Exercise objective:
In the records below, locate the line containing "headlight in the photo above.", then output that line and all later lines exactly, through the last one.
▽
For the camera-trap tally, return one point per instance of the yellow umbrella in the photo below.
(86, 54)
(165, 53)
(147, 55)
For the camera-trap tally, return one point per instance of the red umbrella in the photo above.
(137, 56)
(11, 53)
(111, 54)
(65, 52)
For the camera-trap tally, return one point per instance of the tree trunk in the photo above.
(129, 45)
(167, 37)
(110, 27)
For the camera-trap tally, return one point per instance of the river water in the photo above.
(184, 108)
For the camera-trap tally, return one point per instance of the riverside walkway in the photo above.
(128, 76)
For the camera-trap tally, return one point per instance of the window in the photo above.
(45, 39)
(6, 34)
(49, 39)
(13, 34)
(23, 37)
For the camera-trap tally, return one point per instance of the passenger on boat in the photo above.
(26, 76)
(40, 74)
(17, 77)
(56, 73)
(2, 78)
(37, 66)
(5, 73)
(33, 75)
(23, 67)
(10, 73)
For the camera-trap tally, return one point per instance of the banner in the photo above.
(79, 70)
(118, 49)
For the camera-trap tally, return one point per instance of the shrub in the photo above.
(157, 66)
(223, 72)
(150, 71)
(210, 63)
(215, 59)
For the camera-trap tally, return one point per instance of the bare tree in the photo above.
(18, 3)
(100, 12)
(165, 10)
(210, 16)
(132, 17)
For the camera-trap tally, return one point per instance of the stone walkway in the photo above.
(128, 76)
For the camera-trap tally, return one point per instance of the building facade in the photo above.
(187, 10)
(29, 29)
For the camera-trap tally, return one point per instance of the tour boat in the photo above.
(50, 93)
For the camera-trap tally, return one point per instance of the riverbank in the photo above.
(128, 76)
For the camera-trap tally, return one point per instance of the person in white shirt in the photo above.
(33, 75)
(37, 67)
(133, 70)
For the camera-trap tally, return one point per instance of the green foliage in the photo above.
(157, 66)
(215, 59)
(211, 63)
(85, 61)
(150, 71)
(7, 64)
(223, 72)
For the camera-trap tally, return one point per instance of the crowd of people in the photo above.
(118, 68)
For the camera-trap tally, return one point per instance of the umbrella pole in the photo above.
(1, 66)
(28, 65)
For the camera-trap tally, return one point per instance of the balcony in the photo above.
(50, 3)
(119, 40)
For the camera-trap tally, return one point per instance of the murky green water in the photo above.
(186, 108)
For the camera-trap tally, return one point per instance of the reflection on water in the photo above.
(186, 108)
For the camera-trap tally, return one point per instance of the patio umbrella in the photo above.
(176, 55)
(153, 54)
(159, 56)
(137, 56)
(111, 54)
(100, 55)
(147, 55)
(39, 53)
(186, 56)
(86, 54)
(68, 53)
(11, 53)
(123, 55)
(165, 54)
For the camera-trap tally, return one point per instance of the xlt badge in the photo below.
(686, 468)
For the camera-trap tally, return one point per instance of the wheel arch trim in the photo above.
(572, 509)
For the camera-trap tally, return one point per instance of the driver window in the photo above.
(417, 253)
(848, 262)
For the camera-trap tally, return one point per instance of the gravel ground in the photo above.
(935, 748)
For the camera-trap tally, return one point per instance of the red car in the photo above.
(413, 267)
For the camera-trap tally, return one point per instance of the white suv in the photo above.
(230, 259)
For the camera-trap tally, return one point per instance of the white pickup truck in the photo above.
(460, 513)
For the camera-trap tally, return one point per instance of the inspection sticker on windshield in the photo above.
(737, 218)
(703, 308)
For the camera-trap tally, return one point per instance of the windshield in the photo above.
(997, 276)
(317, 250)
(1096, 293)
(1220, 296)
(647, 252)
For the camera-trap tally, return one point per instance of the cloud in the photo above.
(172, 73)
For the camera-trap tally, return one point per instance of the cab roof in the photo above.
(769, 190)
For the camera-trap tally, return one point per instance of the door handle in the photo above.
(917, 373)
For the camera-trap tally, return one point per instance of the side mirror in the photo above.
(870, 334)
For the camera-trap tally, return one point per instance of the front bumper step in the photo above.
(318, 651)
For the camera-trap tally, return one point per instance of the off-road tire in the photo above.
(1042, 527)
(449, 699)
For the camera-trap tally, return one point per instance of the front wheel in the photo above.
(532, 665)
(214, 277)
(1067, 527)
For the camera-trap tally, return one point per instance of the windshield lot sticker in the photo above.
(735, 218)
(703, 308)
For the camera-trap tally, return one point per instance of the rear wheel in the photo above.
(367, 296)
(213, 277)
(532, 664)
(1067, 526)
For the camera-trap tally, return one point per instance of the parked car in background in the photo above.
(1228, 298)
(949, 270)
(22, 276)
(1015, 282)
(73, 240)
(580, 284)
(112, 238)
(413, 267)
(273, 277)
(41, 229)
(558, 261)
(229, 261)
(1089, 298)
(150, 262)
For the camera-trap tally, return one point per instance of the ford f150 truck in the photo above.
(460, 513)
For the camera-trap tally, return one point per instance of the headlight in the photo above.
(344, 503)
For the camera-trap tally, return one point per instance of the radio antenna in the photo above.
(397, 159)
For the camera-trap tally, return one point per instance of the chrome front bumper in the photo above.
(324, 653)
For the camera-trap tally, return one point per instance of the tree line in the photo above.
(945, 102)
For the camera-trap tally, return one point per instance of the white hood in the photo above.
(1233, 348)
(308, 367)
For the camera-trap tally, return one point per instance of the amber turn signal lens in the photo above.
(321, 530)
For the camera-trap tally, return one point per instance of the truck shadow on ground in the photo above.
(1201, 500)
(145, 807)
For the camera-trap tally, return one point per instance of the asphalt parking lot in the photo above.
△
Solution to this problem:
For the camera-trap tally, return one point per instance of the headlight in the photo above.
(344, 503)
For the camera-trap tally, return one point per instance of the radio antenna in the photo above.
(397, 159)
For the camera-trap tally, return one point per instance of the chrome front bumper in the photo above.
(324, 653)
For the camera-trap tally, return one point per instance of the tree line in the photo above.
(945, 102)
For the camera-trap tally, return one point per instance of the white hood in the photo above.
(1233, 348)
(308, 367)
For the camera-trap tally, return one point per instance of the amber turn signal lens in the photo above.
(321, 530)
For the camera-trap tally, return one point per instance of the truck shadow on ground in the photo above.
(1201, 500)
(145, 807)
For the camera-trap tally, return one point per instance of the asphalt parking lot in the photo above.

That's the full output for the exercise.